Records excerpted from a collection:
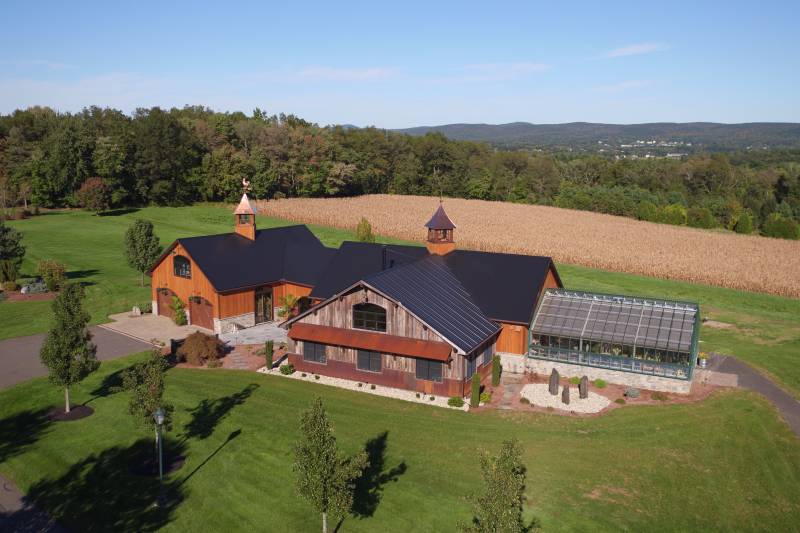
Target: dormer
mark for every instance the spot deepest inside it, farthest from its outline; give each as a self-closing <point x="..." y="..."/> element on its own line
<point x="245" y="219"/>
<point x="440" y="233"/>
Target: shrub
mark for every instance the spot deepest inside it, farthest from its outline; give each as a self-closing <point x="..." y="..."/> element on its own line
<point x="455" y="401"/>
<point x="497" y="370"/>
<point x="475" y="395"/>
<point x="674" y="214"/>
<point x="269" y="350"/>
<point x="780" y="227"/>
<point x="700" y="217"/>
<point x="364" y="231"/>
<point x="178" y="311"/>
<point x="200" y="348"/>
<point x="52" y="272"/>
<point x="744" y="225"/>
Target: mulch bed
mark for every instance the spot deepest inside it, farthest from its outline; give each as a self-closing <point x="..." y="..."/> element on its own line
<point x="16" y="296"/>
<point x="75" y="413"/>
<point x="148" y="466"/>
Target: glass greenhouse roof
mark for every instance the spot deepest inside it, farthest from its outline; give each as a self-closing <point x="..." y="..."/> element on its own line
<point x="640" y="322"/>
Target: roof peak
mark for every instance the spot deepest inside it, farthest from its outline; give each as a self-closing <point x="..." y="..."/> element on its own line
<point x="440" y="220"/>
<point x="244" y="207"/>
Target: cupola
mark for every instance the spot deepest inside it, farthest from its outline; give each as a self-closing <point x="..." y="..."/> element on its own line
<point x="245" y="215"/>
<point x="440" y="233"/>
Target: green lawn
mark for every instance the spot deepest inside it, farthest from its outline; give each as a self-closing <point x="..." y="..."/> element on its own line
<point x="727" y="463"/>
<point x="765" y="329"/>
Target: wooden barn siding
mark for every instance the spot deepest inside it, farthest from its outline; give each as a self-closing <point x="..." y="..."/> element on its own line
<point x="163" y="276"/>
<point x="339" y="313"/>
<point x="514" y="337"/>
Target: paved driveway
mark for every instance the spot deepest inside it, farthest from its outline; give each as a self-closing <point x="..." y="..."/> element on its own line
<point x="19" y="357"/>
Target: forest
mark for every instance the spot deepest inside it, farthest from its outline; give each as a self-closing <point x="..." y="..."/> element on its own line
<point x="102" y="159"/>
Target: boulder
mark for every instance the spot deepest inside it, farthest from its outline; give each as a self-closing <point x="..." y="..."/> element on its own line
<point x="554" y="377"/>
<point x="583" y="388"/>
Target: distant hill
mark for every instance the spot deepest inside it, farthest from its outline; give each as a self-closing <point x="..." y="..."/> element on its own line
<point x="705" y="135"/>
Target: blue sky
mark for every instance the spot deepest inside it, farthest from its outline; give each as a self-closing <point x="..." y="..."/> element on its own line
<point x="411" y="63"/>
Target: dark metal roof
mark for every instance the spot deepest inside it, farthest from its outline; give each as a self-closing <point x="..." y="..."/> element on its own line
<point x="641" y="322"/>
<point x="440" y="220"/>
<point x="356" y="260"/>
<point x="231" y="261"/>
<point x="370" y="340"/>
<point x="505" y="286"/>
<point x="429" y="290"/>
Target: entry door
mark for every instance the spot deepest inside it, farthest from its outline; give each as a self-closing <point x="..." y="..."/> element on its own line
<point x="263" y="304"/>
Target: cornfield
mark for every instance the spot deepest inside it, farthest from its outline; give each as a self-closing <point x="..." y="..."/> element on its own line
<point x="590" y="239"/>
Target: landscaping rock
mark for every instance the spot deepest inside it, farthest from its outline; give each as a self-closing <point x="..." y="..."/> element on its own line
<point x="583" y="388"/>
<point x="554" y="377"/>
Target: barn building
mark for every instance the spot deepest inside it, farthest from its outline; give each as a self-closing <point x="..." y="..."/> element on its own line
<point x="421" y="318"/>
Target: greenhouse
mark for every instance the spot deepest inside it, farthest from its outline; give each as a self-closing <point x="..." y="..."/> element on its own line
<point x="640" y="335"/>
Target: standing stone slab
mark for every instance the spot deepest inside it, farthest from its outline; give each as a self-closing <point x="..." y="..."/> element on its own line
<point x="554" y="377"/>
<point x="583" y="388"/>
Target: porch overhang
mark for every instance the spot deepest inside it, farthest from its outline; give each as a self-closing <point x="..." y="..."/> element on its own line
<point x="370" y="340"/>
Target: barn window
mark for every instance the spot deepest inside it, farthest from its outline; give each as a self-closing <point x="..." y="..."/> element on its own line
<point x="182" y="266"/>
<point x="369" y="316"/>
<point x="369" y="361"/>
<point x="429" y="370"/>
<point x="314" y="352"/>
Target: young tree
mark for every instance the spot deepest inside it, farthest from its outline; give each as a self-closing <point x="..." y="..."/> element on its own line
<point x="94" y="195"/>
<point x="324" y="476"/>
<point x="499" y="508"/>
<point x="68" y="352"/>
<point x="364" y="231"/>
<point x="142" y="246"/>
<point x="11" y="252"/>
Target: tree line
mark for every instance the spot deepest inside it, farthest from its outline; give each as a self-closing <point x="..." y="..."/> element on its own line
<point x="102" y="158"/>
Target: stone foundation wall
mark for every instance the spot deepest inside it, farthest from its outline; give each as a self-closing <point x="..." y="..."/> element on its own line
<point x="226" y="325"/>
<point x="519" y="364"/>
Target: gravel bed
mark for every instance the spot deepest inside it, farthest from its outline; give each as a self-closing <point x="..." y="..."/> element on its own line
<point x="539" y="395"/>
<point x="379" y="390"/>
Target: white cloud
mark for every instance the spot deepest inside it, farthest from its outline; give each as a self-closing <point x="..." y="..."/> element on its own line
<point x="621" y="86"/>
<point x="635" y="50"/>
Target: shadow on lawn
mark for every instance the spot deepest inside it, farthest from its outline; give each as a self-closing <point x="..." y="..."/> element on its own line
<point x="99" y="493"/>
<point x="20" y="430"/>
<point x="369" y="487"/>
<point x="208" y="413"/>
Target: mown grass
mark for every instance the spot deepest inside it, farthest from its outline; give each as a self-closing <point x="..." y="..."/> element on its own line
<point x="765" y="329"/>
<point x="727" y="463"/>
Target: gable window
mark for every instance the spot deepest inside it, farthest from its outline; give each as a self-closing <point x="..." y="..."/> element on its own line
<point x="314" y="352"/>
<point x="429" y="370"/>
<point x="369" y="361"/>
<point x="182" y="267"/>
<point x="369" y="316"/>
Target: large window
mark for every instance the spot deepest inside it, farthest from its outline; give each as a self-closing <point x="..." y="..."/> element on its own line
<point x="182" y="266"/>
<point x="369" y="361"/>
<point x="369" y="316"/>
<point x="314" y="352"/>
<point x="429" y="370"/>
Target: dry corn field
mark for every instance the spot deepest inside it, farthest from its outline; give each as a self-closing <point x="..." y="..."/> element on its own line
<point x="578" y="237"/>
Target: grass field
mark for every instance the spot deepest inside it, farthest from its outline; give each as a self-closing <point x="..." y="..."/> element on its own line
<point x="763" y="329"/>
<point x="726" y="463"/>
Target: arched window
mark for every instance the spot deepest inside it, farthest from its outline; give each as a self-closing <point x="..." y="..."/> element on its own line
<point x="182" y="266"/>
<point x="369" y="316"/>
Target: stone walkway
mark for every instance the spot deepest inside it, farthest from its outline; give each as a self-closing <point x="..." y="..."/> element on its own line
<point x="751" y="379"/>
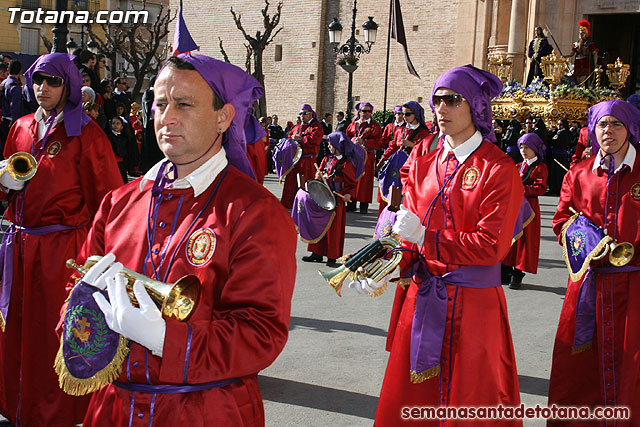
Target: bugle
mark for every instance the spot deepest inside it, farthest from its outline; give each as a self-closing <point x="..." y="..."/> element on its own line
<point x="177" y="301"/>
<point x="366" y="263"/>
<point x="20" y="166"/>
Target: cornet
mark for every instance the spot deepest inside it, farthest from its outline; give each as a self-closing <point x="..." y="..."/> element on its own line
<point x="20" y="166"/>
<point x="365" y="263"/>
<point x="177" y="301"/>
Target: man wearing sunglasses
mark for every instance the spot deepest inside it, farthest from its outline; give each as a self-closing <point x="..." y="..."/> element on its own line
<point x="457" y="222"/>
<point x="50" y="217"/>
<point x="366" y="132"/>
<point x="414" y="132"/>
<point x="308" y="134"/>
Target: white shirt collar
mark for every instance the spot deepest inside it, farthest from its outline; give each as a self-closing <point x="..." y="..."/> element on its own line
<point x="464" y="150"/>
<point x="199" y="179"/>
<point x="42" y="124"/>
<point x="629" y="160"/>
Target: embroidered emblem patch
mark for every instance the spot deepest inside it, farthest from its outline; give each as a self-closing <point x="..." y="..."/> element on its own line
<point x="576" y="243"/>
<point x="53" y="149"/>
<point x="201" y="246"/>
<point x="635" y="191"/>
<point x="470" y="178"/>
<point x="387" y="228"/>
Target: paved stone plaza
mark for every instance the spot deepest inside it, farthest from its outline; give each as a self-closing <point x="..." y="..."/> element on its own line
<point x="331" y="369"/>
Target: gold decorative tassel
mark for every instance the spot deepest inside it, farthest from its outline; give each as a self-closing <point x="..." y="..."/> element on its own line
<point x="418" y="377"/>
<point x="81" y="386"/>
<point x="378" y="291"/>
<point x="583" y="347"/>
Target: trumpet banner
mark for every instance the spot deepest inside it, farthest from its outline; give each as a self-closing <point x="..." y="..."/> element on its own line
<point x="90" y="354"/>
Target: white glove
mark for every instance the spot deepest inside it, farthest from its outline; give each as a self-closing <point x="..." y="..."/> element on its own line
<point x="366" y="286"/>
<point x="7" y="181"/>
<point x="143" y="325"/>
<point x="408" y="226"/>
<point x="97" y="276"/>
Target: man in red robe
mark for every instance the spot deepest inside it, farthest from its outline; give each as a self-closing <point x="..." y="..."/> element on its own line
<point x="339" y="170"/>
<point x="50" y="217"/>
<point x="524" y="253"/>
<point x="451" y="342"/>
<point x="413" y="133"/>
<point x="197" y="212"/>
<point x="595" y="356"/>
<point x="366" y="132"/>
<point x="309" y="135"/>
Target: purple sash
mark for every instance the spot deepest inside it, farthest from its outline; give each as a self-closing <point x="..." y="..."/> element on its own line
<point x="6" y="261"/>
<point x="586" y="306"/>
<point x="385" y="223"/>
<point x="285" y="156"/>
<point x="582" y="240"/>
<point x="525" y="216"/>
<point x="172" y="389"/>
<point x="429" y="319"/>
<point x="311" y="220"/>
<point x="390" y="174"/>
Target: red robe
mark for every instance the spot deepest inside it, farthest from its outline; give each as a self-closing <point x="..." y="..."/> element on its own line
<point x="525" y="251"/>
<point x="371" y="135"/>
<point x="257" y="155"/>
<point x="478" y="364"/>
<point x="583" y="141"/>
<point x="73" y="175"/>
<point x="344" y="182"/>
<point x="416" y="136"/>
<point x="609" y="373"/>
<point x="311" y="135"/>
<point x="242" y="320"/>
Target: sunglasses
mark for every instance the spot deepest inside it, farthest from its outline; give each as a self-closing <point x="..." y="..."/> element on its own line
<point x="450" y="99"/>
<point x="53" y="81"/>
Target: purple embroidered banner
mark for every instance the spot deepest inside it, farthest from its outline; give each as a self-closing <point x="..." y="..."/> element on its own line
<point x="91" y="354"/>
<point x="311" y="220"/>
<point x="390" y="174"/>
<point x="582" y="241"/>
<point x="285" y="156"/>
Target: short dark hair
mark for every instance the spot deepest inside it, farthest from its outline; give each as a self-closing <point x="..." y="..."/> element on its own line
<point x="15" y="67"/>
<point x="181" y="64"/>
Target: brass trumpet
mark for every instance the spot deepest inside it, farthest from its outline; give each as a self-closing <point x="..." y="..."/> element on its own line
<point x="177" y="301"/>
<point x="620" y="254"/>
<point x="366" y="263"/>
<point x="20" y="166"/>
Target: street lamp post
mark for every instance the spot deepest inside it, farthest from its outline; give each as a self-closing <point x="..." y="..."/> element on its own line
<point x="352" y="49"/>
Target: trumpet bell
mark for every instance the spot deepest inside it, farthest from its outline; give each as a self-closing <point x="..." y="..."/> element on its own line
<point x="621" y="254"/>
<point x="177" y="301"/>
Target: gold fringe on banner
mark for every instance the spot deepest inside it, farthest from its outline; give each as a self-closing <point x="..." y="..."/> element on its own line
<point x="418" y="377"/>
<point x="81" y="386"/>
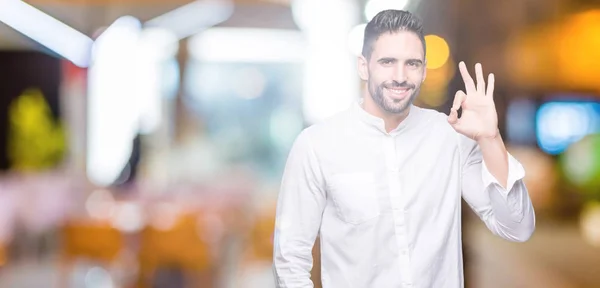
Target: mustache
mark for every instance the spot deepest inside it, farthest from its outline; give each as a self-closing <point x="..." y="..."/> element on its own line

Your objective: Search the records above for the word "trumpet", then say how many lines contain it. Give the number alone.

Expected output: 3